-------- Data for this task

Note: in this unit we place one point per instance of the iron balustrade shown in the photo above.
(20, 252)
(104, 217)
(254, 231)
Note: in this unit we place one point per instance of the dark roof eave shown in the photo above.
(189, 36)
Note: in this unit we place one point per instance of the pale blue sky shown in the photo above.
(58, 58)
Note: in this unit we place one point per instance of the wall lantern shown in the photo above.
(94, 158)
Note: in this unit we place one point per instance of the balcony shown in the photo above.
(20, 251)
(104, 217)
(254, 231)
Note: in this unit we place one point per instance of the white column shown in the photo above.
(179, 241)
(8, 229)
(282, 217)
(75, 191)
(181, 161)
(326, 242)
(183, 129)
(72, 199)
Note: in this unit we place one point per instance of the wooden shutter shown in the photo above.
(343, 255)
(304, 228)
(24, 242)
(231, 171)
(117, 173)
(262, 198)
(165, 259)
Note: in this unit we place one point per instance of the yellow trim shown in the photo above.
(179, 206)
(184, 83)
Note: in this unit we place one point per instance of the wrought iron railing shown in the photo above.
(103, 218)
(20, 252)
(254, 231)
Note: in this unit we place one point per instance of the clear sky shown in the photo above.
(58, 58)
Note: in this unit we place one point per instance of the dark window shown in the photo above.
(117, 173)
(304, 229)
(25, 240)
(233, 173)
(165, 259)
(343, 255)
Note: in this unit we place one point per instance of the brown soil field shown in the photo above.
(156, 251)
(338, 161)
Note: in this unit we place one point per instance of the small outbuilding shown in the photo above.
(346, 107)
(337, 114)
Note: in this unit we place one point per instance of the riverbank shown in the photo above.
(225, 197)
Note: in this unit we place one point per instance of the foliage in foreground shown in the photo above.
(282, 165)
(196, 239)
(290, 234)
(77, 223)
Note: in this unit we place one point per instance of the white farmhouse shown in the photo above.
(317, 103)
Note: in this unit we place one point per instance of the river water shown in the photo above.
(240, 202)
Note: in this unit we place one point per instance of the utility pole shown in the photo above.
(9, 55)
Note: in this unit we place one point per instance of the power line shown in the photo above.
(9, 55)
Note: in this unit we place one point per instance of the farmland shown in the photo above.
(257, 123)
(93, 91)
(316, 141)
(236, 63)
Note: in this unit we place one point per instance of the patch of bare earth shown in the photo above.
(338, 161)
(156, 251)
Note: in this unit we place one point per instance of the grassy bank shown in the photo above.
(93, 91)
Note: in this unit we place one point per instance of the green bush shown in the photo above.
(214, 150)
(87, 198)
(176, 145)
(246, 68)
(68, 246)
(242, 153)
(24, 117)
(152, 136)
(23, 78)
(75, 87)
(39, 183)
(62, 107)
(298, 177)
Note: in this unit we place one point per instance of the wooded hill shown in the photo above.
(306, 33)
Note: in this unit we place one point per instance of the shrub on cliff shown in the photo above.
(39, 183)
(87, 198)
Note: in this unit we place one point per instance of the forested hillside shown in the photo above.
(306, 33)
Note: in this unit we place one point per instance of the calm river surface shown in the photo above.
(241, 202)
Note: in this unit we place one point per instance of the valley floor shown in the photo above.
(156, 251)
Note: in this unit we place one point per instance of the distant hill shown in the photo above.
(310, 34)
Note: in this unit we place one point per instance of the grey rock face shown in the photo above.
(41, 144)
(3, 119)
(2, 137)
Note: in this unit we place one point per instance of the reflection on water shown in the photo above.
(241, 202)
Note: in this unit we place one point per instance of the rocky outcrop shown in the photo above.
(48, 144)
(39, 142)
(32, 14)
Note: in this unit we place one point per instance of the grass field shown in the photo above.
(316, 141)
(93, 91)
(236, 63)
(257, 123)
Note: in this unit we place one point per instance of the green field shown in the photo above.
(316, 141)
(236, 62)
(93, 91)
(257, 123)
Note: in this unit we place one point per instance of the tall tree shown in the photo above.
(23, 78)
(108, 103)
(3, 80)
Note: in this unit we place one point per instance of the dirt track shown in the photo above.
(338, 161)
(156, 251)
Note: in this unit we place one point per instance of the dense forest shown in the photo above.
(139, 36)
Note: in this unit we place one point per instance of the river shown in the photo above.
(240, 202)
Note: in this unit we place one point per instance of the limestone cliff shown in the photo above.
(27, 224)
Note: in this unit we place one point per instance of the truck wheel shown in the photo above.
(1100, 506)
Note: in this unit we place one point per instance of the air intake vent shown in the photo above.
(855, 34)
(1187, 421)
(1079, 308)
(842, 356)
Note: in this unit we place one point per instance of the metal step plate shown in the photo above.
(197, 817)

----------------

Task
Retype every one of the entries above, reproducing each line precisely as it appears.

The answer
Note: in this unit we place one point per instance of the iron balustrade shown in the photo above.
(20, 252)
(104, 217)
(254, 231)
Note: in this unit we place one point per instance of the dark roof eave shown in the photo above.
(189, 36)
Note: in this unit we place one point per instance of the pale blue sky shown in the photo above.
(58, 58)
Note: in this unit we place one point per instance of the wall lantern shown in the photo above.
(94, 158)
Note: in this unit we place one point per instance of the balcony shown in the photo above.
(20, 251)
(104, 217)
(254, 231)
Note: in this unit we place one point per instance of the white column shown in the photo above.
(179, 241)
(8, 229)
(282, 217)
(75, 191)
(181, 161)
(326, 242)
(183, 129)
(72, 199)
Note: in this unit we place one point per instance of the wooden shutter shown in the photo above.
(343, 255)
(304, 228)
(24, 242)
(231, 171)
(117, 173)
(262, 198)
(165, 259)
Note: in this unit we place one point per instance of the yellow trim shown in the photo above.
(179, 206)
(184, 83)
Note: in this unit we place one point per instance of the wrought iron railing shown in the photo above.
(103, 218)
(20, 252)
(254, 231)
Note: in this unit we place one point per instance of the clear sky shown in the photo above.
(58, 58)
Note: in this unit we place one point per instance of the dark window shown in the photo above.
(117, 173)
(304, 229)
(25, 240)
(233, 173)
(165, 259)
(343, 255)
Note: in this unit we place one point per instance of the brown soil field shown in the photo above.
(156, 251)
(338, 161)
Note: in this unit we place one point per instance of the small outbuilding shown in the photo above.
(346, 107)
(337, 114)
Note: in this unit we place one point per instance of the riverbank shown in the photo above.
(225, 197)
Note: in this unit we place one point per instance of the foliage in foreground shown in the photo above.
(282, 165)
(196, 239)
(290, 234)
(77, 223)
Note: in this unit we place one point per instance of the white farmhouse shown in the photo above.
(317, 103)
Note: in this unit we place one point per instance of the river water shown in the photo above.
(240, 202)
Note: in this unit we place one point per instance of the utility pole shown in the photo above.
(9, 55)
Note: in this unit we place one point per instance of the power line shown in the photo above.
(9, 55)
Note: in this unit we place one point per instance of the farmland shown in the photo above.
(257, 123)
(93, 91)
(316, 141)
(236, 63)
Note: in this unit we place one point per instance of the patch of bare earth shown in the photo above.
(338, 161)
(156, 251)
Note: in this unit we place one point per instance of the grassy bank shown in the photo above.
(93, 91)
Note: in this unit we place one point per instance of the green bush shown in the photo above.
(214, 150)
(87, 198)
(176, 145)
(246, 68)
(68, 246)
(242, 153)
(24, 117)
(152, 136)
(23, 78)
(75, 87)
(39, 183)
(62, 107)
(298, 177)
Note: in this unit we place one point per instance of the wooded hill shown in the photo above.
(306, 33)
Note: in this unit we place one point per instance of the shrub on cliff shown in the photo above.
(39, 183)
(87, 198)
Note: in this unit we place one point per instance of the forested hillside shown in the photo above.
(306, 33)
Note: in this unit we place one point per instance of the calm river surface shown in the photo above.
(241, 202)
Note: in this unit we place one point per instance of the valley floor shown in the photo above.
(156, 251)
Note: in this unit we place one point per instance of the distant hill shown in the photo above.
(310, 34)
Note: in this unit we place one point per instance of the grey rock face shown in the photo above.
(41, 144)
(3, 119)
(2, 137)
Note: in this unit we place one point per instance of the reflection on water shown in the photo above.
(241, 202)
Note: in this unit we place one point per instance of the rocky outcrop shown in the photo above.
(48, 144)
(39, 142)
(32, 14)
Note: in this unit we place one point per instance of the grass field shown in the photo above.
(316, 141)
(93, 91)
(236, 63)
(257, 123)
Note: in this unit we place one point per instance of the green field shown in the photo above.
(316, 141)
(236, 62)
(93, 91)
(257, 123)
Note: in this unit we place one point per instance of the tall tree shown in the photo above.
(23, 78)
(108, 103)
(3, 80)
Note: in this unit we place one point per instance of the dirt track shown in the photo above.
(338, 161)
(156, 251)
Note: in this unit we place one point per instance of the dense forest shown in the photo above.
(139, 36)
Note: in this unit we place one point per instance of the river shown in the photo above.
(240, 202)
Note: in this unit we place one point per instance of the limestone cliff shown in the photo above.
(27, 224)
Note: in this unit we place one point per instance of the truck wheel shown in the photo above.
(1100, 506)
Note: in this unit we place one point per instance of the air intake vent shown in the photo above.
(855, 34)
(1187, 421)
(1079, 308)
(842, 356)
Note: in this unit we place one point per instance of the metal step plate shown in the photo above.
(197, 817)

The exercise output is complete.